▶ Your goal
Could you copy the data word for word, from its very first line through the line that contains "M304 84L297 73L232", with that line included?

____________

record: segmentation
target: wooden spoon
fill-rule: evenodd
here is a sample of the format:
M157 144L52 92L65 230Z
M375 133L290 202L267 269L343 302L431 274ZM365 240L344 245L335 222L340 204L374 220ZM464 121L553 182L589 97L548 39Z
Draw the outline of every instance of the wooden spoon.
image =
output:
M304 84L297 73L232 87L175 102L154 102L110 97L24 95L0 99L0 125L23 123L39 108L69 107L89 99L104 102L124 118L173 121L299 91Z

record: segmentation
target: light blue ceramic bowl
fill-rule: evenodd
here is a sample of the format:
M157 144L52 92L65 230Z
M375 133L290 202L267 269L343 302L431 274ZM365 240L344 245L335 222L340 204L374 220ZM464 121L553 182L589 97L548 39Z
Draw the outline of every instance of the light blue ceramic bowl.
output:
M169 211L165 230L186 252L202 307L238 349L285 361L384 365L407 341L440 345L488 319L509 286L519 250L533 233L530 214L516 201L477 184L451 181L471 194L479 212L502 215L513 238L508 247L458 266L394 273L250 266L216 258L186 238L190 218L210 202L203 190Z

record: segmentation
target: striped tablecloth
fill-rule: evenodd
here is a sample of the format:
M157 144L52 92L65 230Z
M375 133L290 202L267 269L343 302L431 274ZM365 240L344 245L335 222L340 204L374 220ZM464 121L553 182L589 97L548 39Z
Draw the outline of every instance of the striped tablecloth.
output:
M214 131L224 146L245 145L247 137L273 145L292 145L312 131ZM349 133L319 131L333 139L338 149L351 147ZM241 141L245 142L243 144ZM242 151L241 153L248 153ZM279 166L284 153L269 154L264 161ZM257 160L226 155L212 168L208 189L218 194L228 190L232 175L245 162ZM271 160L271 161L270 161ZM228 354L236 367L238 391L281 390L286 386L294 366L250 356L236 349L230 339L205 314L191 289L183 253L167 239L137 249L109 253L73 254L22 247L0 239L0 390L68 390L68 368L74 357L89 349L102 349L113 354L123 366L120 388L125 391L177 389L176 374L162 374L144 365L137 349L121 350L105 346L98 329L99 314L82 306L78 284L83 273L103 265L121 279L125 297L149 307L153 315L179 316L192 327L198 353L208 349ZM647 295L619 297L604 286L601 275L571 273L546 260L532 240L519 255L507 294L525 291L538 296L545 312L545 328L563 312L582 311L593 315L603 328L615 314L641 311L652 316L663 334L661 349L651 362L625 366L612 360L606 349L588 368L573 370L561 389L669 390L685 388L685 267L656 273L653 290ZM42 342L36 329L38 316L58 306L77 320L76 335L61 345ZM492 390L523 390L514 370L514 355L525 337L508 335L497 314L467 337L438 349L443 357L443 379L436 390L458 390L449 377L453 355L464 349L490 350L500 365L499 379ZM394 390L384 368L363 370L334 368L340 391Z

____________

▶ Response to this exercise
record: segmentation
target: wooden spoon
fill-rule: evenodd
here is a sample of the format:
M157 144L52 92L65 230Z
M375 133L290 202L267 269L343 302L431 274ZM365 240L344 245L335 222L340 204L374 220ZM464 121L553 182L589 97L548 39Z
Draw the outline of every instance of the wooden spoon.
image =
output:
M304 84L297 73L232 87L175 102L154 102L110 97L24 95L0 99L0 125L23 123L39 108L69 107L89 99L104 102L124 118L173 121L299 91Z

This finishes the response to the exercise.